_TASK DESCRIPTION:_ Pull out every line in the entries below that contains the string “curved”, copying each line in full.

_DATASET ENTRIES:_

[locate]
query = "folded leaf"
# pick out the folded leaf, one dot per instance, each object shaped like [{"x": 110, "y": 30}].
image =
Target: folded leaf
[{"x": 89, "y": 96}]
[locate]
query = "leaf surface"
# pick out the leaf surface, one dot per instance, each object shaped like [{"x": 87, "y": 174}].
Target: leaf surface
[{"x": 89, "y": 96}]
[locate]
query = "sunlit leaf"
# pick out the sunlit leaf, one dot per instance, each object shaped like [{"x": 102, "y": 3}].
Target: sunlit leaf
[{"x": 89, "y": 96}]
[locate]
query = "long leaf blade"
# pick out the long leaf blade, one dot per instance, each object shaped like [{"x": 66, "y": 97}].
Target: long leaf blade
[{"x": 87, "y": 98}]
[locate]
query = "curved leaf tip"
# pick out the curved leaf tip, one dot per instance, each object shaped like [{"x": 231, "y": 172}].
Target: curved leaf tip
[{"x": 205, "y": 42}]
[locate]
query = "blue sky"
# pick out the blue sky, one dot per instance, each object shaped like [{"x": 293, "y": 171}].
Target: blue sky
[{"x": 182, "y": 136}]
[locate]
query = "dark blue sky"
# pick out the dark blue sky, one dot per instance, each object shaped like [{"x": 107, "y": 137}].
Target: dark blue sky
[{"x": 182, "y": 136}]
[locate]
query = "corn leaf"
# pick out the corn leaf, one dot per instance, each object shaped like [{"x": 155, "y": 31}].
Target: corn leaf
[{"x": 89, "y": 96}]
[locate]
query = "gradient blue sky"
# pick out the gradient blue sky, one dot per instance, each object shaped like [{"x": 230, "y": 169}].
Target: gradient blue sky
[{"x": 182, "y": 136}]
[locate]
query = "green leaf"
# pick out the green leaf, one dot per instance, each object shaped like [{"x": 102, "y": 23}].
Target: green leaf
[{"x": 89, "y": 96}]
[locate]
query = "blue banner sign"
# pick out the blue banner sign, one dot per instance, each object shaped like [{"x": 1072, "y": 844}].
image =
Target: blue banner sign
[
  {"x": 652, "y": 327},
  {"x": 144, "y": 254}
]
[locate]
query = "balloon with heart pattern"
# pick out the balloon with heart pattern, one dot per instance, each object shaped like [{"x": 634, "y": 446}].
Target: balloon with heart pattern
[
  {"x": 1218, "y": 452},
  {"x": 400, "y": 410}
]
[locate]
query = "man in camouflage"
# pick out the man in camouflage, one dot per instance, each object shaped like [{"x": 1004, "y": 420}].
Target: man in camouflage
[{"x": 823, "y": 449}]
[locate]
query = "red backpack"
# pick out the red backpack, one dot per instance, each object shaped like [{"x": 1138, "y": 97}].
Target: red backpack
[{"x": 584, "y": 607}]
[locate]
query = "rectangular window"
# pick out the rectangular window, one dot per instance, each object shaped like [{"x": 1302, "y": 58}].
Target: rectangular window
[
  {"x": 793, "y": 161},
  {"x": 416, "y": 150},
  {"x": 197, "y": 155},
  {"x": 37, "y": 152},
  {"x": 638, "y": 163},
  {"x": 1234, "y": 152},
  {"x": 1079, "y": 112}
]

_SOLUTION FOR THIS EXERCISE:_
query = "curved leaf tip"
# pick out the curved leaf tip, one dot per instance, each object shaped like [{"x": 231, "y": 172}].
Target: curved leaf tip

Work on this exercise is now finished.